EXERCISE TASKS:
**A)** Rewrite the Coyotes ownership article from "On May 25, the" to "and Daryl Jones.", putting "cleared" in place of "approved".
**B)** Write the next part of the article on the Phoenix Coyotes ownership saga, picking up after its final sentence.

— START DOCUMENT —

The Phoenix Coyotes Ownership Saga Almost Reaches An End

By:  Christian Deme, Ruling Sports intern (Twitter:  @TheSportingBiz)

The Phoenix Coyotes ownership saga that has dragged on for four years has finally seen a glimmer of light at the end of the tunnel.

The National Hockey League has owned the Coyotes since 2009 after former owner Jerry Moyes put the team into bankruptcy. Since 2009, various bids by potential buyers have fallen through, as recently as last week, leaving the team in the hands of the NHL.

On May 25, the NHL approved the sale of the Phoenix Coyotes to the Renaissance Sports & Entertainment Group, headed by Canadian businessmen George Gosbee and Anthony LeBlanc and American businessmen Avik Dey and Daryl Jones.

The complexity of the sale of the Coyotes lies in the necessary lease agreement with the City of Glendale, which owns Arena, the current home of the Coyotes.  While the Coyotes have enjoyed moderate success on the ice, the financial state of the team is in shambles.

— END DOCUMENT —
— START RECORDED INFORMATION —

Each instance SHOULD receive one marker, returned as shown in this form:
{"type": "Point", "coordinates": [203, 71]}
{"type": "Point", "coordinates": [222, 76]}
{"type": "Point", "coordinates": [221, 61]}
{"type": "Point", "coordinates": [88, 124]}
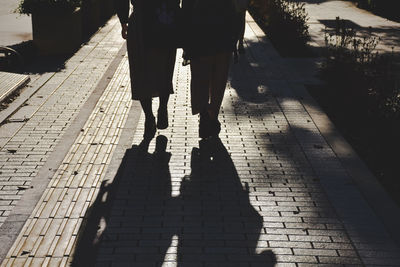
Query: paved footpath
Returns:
{"type": "Point", "coordinates": [271, 192]}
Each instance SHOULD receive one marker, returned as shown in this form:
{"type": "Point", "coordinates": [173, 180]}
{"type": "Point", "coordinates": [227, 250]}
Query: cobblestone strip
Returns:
{"type": "Point", "coordinates": [40, 124]}
{"type": "Point", "coordinates": [364, 229]}
{"type": "Point", "coordinates": [205, 220]}
{"type": "Point", "coordinates": [49, 235]}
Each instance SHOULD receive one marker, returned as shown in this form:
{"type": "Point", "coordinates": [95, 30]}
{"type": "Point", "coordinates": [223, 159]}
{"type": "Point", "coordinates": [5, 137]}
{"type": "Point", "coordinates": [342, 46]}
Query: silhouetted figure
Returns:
{"type": "Point", "coordinates": [150, 33]}
{"type": "Point", "coordinates": [212, 34]}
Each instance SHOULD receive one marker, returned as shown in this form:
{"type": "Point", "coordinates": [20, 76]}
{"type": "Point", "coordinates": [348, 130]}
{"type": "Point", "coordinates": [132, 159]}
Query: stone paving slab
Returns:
{"type": "Point", "coordinates": [52, 228]}
{"type": "Point", "coordinates": [322, 15]}
{"type": "Point", "coordinates": [9, 82]}
{"type": "Point", "coordinates": [270, 192]}
{"type": "Point", "coordinates": [30, 135]}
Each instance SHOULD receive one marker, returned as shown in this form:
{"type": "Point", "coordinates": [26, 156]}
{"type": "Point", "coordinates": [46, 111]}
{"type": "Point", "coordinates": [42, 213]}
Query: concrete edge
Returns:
{"type": "Point", "coordinates": [24, 96]}
{"type": "Point", "coordinates": [11, 228]}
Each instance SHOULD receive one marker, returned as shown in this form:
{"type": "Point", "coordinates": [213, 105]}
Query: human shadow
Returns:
{"type": "Point", "coordinates": [221, 227]}
{"type": "Point", "coordinates": [211, 222]}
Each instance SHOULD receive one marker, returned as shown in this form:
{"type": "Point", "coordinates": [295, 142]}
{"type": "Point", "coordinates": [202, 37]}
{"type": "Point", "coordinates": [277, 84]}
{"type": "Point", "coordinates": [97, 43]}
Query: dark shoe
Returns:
{"type": "Point", "coordinates": [241, 49]}
{"type": "Point", "coordinates": [149, 128]}
{"type": "Point", "coordinates": [208, 127]}
{"type": "Point", "coordinates": [162, 119]}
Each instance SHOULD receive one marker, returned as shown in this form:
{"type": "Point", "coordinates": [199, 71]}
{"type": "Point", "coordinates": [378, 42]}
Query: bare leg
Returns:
{"type": "Point", "coordinates": [149, 124]}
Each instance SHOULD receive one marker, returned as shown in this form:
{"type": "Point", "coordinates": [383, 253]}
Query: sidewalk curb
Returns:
{"type": "Point", "coordinates": [14, 223]}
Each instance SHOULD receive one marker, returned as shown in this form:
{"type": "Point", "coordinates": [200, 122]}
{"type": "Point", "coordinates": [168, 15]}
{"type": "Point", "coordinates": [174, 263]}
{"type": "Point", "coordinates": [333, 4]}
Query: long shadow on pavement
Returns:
{"type": "Point", "coordinates": [137, 222]}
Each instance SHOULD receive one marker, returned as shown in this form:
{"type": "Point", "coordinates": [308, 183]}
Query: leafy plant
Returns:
{"type": "Point", "coordinates": [285, 21]}
{"type": "Point", "coordinates": [32, 6]}
{"type": "Point", "coordinates": [371, 77]}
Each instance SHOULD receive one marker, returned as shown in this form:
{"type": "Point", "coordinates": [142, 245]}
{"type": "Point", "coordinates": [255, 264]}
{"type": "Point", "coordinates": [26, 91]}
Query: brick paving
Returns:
{"type": "Point", "coordinates": [30, 135]}
{"type": "Point", "coordinates": [322, 15]}
{"type": "Point", "coordinates": [271, 192]}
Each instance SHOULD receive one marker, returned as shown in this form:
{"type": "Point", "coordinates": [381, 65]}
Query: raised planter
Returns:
{"type": "Point", "coordinates": [57, 33]}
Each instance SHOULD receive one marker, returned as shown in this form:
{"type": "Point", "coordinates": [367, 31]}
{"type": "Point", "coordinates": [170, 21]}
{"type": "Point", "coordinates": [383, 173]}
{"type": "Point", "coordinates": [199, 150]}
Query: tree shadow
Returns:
{"type": "Point", "coordinates": [140, 223]}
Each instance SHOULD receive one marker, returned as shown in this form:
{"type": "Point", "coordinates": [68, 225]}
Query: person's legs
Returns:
{"type": "Point", "coordinates": [162, 113]}
{"type": "Point", "coordinates": [149, 124]}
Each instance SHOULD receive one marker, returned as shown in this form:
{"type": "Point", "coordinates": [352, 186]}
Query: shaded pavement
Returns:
{"type": "Point", "coordinates": [273, 191]}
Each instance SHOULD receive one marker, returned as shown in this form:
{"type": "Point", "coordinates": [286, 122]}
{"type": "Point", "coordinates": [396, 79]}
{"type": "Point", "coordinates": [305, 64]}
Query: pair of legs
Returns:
{"type": "Point", "coordinates": [209, 77]}
{"type": "Point", "coordinates": [162, 115]}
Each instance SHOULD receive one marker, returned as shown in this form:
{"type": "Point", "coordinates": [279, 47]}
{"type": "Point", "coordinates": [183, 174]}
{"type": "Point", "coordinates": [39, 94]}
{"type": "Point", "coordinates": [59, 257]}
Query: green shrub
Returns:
{"type": "Point", "coordinates": [369, 77]}
{"type": "Point", "coordinates": [285, 21]}
{"type": "Point", "coordinates": [32, 6]}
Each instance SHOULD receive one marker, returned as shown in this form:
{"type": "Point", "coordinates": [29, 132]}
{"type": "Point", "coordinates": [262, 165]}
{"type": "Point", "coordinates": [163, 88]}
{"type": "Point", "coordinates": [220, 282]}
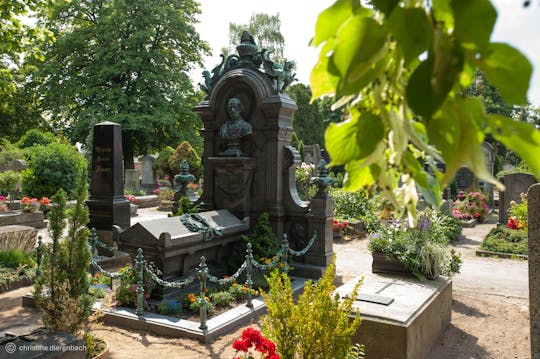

— END RECORDED INFORMATION —

RESPONSES IN ORDER:
**A)**
On May 25, the NHL cleared the sale of the Phoenix Coyotes to the Renaissance Sports & Entertainment Group, headed by Canadian businessmen George Gosbee and Anthony LeBlanc and American businessmen Avik Dey and Daryl Jones.

**B)**
Sports arenas can be a tremendous boost to a local economy in a number of ways. Namely, arenas hosting professional sports teams can attract fans that attend the games and generate revenue. This is the main reason the Coyotes are having trouble completing a sale. The City of Glendale fronts the hefty checks to the NHL to cover the Coyotes’ operating losses and to keep the team in Arena, while having to consistently battle one of the lowest attendance rates in the league.

Lease agreements in professional sports serve as a documentation of contractual rights between a sports franchise to use a facility in exchange for that franchise’s pledge to play their home games at the same facility. Professional sports lease agreements also serve as a contract to delineate the rights and responsibilities of the parties concerning the operation and upkeep of the facility, as well as their financial arrangements. In certain cases, a lease agreement will require a team to pay the facility owner a flat rate rental fee, while in others the fee will vary based on a percentage of revenue generated by the sports franchise.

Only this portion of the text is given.